— START OF Material for this task —

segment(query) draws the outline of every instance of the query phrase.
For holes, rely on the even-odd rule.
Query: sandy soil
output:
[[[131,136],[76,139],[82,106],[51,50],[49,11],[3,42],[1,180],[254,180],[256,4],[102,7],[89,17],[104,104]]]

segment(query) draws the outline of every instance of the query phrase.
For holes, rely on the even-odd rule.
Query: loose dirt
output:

— END OF Material for this task —

### Requirements:
Repeat each of the entries above line for line, without changing anything.

### Complete response:
segment(query) draws the outline of every instance of the query phrase.
For holes, rely on the even-odd rule.
Query: sandy soil
output:
[[[131,136],[76,139],[82,106],[51,50],[49,11],[3,42],[1,180],[254,180],[256,4],[102,7],[89,17],[104,104]]]

segment(query) draws the outline of every instance of the query phrase.
For holes, rely on the even-odd rule.
Query: loose dirt
output:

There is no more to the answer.